### TASK REQUIREMENTS
Look through the lines below and copy each one that includes "bamboo".
----------
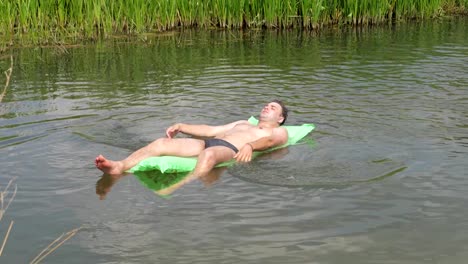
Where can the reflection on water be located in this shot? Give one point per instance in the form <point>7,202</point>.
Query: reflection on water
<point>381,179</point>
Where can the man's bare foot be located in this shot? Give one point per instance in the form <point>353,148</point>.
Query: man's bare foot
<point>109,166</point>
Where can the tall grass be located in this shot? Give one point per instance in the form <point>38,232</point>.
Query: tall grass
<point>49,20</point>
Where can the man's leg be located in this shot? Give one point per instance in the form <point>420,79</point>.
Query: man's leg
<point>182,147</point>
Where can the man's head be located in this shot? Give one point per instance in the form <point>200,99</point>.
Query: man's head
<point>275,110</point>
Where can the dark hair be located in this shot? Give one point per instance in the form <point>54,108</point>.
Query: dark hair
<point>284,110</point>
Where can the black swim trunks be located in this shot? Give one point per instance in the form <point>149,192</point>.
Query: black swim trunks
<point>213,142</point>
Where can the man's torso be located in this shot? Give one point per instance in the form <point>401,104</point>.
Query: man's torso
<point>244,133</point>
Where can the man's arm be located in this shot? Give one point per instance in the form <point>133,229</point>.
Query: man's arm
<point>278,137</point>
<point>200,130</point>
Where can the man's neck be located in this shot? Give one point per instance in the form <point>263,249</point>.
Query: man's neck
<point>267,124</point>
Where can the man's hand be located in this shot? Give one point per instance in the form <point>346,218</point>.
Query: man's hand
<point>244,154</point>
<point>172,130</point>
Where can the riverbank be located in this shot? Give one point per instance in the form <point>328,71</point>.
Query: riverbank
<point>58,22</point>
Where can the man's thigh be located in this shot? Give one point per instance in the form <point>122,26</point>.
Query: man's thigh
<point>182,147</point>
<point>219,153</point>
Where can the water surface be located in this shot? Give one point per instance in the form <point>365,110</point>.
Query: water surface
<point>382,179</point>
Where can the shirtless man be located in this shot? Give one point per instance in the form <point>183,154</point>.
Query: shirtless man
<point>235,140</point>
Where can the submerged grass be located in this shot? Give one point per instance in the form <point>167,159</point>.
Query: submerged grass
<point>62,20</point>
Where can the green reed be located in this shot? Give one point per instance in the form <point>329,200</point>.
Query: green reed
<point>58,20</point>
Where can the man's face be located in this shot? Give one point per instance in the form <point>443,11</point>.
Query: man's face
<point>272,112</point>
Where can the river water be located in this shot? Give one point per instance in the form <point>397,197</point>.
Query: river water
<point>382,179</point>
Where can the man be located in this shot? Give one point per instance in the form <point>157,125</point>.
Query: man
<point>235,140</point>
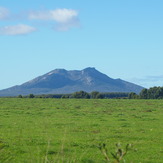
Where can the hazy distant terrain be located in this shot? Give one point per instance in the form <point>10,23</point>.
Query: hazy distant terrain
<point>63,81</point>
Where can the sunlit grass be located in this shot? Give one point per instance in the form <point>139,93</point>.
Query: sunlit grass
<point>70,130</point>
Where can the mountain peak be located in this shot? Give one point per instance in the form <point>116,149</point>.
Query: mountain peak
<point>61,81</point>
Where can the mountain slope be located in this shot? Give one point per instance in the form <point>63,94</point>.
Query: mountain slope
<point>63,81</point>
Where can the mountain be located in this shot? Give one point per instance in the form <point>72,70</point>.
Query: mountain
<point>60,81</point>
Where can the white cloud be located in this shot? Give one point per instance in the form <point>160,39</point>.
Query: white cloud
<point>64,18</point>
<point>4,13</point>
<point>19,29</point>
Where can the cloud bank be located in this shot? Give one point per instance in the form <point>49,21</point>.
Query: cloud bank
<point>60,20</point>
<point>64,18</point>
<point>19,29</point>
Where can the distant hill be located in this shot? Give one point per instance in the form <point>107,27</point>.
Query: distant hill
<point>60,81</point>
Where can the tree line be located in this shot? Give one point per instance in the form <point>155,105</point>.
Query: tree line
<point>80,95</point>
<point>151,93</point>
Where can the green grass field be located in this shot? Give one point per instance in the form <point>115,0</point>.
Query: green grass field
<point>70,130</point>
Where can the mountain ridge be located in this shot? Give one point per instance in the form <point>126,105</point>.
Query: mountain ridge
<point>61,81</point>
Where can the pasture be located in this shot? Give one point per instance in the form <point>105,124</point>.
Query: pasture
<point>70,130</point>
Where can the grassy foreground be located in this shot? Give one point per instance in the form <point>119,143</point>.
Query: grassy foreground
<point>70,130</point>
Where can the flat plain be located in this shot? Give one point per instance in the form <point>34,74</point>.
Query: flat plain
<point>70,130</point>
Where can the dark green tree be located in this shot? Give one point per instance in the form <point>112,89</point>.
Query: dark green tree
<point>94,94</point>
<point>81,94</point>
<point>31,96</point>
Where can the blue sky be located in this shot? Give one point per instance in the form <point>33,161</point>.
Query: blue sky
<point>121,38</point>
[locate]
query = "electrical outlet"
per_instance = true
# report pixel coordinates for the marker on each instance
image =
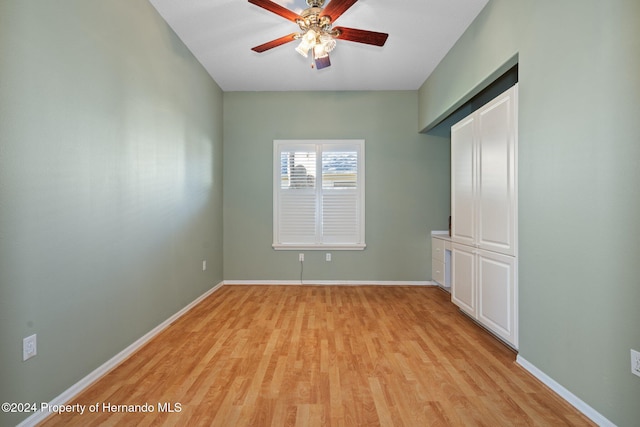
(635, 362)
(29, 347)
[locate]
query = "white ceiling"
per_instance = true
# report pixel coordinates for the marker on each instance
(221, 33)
----------
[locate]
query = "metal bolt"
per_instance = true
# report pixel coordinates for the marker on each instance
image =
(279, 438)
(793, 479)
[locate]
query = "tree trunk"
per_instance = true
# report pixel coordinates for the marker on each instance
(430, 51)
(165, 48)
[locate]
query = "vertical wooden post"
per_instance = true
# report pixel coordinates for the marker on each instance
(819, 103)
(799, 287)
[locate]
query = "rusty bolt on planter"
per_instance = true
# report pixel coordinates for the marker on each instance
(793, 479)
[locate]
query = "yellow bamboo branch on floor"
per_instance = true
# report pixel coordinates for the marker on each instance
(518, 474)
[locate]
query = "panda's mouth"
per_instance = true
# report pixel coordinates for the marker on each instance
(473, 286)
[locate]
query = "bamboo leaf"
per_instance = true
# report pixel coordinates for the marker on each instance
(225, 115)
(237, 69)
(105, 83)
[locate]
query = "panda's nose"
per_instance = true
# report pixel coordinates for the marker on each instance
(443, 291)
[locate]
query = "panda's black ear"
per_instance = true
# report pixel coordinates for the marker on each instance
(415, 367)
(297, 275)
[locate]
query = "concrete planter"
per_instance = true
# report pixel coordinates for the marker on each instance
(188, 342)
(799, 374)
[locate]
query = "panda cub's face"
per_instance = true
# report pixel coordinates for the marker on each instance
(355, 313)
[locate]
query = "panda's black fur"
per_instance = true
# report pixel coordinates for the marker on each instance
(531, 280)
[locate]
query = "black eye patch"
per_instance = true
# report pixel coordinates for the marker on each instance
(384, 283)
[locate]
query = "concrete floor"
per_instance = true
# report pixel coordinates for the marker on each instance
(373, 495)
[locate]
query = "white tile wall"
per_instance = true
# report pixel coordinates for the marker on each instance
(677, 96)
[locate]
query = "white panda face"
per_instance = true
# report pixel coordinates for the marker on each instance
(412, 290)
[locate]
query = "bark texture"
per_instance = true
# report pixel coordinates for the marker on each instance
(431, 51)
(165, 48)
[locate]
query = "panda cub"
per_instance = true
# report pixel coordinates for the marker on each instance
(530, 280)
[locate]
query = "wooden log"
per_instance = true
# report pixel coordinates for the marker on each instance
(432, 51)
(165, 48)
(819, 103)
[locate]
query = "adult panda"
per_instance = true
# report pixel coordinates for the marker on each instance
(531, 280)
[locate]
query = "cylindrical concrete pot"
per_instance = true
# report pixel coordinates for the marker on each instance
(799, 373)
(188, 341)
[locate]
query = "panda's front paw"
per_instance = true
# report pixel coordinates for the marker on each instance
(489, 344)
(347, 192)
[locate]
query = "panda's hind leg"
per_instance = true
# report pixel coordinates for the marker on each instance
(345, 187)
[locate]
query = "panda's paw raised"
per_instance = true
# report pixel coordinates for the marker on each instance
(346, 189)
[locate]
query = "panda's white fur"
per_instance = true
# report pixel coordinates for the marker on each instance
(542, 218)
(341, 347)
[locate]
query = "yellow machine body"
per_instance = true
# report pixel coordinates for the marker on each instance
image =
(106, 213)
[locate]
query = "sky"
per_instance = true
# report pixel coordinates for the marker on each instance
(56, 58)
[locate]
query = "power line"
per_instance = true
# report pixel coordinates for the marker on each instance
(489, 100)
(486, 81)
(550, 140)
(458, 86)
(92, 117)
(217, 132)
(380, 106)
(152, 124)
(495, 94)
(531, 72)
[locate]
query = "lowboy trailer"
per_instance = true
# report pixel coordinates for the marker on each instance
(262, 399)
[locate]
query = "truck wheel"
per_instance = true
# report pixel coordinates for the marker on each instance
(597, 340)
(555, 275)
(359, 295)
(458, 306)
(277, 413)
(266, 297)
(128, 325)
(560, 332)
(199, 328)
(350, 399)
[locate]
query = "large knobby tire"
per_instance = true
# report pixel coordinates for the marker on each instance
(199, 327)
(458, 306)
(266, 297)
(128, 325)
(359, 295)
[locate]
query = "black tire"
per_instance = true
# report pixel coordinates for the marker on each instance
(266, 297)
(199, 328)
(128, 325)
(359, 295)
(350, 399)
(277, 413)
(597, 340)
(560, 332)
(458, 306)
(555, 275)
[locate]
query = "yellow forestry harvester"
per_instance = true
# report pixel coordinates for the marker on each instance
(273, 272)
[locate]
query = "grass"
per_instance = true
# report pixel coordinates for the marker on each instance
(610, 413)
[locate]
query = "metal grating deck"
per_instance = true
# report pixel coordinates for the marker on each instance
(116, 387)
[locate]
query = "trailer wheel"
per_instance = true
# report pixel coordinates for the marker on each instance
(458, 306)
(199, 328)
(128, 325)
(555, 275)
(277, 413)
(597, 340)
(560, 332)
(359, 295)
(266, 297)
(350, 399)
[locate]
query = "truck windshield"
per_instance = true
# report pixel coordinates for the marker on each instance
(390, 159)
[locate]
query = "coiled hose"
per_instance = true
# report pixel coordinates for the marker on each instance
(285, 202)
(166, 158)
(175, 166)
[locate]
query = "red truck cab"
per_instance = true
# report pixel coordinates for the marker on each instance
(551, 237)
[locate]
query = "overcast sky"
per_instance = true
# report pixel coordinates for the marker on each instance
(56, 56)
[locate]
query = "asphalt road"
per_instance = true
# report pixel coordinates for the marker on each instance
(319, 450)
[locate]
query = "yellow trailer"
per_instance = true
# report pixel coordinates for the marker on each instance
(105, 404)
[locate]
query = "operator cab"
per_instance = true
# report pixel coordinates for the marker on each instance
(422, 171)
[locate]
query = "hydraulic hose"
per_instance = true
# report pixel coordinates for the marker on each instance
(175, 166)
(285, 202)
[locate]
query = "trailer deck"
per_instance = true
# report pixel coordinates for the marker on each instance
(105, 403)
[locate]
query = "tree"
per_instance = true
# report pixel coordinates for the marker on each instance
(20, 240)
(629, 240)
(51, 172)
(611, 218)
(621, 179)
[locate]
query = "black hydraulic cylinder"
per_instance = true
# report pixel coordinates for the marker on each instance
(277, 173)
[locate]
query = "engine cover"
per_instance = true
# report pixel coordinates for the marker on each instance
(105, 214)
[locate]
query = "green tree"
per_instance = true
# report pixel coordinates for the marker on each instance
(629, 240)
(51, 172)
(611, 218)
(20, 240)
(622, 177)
----------
### FINISHED TASK
query = "yellow bamboo branch on floor"
query = "bamboo leaf"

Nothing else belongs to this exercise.